TO DO
Reproduce without alteration the lines of the listing from the line containing "of the dress" through the end of the listing.

[Object location annotation data]
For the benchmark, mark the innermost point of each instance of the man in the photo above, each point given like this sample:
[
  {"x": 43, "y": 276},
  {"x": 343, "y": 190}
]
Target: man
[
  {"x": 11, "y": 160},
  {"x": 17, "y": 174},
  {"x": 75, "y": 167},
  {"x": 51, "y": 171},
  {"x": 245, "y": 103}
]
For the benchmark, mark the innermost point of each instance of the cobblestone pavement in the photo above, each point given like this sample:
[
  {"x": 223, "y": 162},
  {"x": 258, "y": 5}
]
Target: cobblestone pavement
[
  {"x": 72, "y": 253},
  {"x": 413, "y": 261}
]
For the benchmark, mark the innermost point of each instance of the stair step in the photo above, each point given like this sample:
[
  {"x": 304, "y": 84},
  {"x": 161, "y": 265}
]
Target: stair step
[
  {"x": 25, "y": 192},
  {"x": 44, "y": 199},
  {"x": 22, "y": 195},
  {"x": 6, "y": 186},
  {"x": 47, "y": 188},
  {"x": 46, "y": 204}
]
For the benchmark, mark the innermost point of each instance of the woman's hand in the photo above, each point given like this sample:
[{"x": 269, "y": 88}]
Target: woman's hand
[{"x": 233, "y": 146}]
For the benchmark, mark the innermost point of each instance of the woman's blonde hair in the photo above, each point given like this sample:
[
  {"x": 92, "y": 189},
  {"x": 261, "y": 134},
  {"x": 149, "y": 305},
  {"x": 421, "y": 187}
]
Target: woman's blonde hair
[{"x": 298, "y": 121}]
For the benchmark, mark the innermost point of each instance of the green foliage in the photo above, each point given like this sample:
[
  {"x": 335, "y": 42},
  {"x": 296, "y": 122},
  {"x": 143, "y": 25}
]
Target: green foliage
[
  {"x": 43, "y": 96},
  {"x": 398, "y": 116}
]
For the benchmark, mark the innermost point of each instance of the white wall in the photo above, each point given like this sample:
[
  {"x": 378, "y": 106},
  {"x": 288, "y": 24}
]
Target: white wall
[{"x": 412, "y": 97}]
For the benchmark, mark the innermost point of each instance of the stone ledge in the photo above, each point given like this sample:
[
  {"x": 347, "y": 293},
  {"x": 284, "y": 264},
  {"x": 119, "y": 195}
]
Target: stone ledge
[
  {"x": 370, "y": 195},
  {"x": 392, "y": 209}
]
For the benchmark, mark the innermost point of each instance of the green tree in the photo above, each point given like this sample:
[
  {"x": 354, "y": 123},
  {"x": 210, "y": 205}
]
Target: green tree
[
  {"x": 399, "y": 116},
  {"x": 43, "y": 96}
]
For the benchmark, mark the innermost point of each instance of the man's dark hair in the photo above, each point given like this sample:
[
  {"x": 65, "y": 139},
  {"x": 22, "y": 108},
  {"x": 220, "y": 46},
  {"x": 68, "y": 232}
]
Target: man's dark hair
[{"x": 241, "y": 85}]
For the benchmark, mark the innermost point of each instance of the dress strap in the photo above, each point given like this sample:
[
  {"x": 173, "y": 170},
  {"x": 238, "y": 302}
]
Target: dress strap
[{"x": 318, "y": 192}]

RESULT FOR THIS EXERCISE
For the benchmark, mark the innermost point of each instance of the dress strap in the photo above, each point given like this sample:
[
  {"x": 173, "y": 170},
  {"x": 238, "y": 302}
]
Target: dress strap
[{"x": 318, "y": 192}]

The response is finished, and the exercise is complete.